··· Okuma Metni

'Çocuklarımızı Peygamberimizle tanıştırmak kulluk sorumluluğumuz'
Diyanet İşleri Başkanı Erbaş, 'Gençlerimizi, çocuklarımızı, nesillerimizi Peygamber Efendimizin hayatıyla sünneti seniyyesiyle tanıştırmak bizim iman ve kulluk sorumluluğumuzdur'

Oluşturma Tarihi: 2018-11-20 09:39:05

Güncelleme Tarihi: 2018-11-20 09:39:05

Ordu Ulu Cami'de düzenlenen Mevlit Kandili Özel Programı'nda Kuran-ı Kerim ve Mevlid-i Şerif okundu, Diyanet İşleri Başkanlığı Tasavvuf Musikisi Korosu ilahiler seslendirdi.

Diyanet İşleri Başkanı Ali Erbaş, burada yaptığı konuşmada, Türk milletinin ve İslam aleminin Mevlit Kandili'ni tebrik etti. Hazreti Peygamberin gençlere değer verdiğini, ideal ve ufuk kazandırdığını ve onlara rehberlik ettiğini ifade eden Erbaş, "Gençlerimizin dünya ve ahiret huzuru, milletimizin bekası ve insanlığın geleceği için yapacağımız en büyük iyilik, nesillerimizi inanç ve medeniyet değerleriyle buluşturmaktır." diye konuştu.

Erbaş, Mevlit gecesinin rahmet gecesi olduğunu ifade ederek, "Allah, bu gece yeryüzüne merhametinin en büyük tezahürünü göstermiş ve Peygamber Efendimizi dünyaya göndermiştir. Bu gece, Peygamber Efendimizin şahsında insanlığın yeniden doğuşunu, aydınlık bir geleceği ifade etmektedir. Mevlit Kandili böyle bir öneme sahiptir." şeklinde konuştu.

Kuran-ı Kerim'de "Ey Peygamber! Biz seni bir şahit, bir müjdeleyici, bir uyarıcı; Allah'ın izniyle kendi yoluna çağıran bir davetçi ve aydınlatıcı bir kandil olarak gönderdik" buyurulduğunu hatırlatan Erbaş, "O, hakkın, hakikatin, merhametin ve hak yolda olanların şahididir. O, Allah'a kulluk bilinciyle iyilik ve ibadet üzere bir hayat yaşayanların rehberi ve müjdecisidir. O, kötülüklere bulaşan, zulme ve isyana saplananlara karşı, Allah'ı, mahşer gününü, azabı hatırlatan bir uyarıcıdır." ifadesini kullandı.

······
··· Veri Bölümü

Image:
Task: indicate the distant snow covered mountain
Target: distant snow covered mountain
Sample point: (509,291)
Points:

······
··· Veri Bölümü

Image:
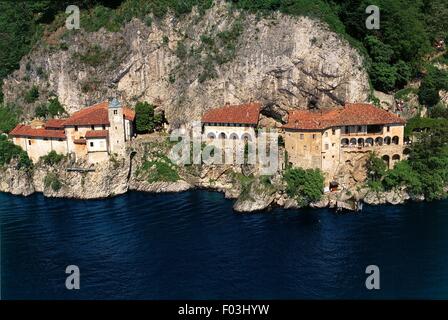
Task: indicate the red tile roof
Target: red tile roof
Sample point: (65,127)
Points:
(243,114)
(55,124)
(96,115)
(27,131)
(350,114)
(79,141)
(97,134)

······
··· Veri Bölümü

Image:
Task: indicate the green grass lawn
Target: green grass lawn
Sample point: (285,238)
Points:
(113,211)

······

> Görev Listesi:
1. Okuma metnine göre şu soruları kısaca cevaplayın:
(a) Mevlit Kandili Özel Programı hangi camide düzenlendi?
(b) Programda ilahileri hangi koro seslendirdi?
(c) Erbaş, Mevlit gecesini nasıl bir gece olarak nitelendirdi?
2. Lütfen aşağıdaki ifadelerin okuma metniyle uyuşup uyuşmadığını evet ya da hayır diyerek belirtin ve her cevap için metindeki belirleyici sözleri aynen alıntılayın:
(a) Erbaş, Türk milletinin ve İslam aleminin Mevlit Kandili'ni tebrik etti.
(b) Programda yalnızca Kuran-ı Kerim okundu, Mevlid-i Şerif okunmadı.
(c) Haberin güncelleme tarihi, oluşturma tarihinden farklıdır.
Veriler, okuma metninden bağımsız, ayrı bir malzemedir.

> Alıştırma Cevapları:
1.
(a) Ordu Ulu Cami'de.
(b) Diyanet İşleri Başkanlığı Tasavvuf Musikisi Korosu.
(c) Rahmet gecesi olarak.

2.
(a) Evet: "Türk milletinin ve İslam aleminin Mevlit Kandili'ni tebrik etti."
(b) Hayır: "Kuran-ı Kerim ve Mevlid-i Şerif okundu"
(c) Hayır: "Oluşturma Tarihi: 2018-11-20 09:39:05" ve "Güncelleme Tarihi: 2018-11-20 09:39:05"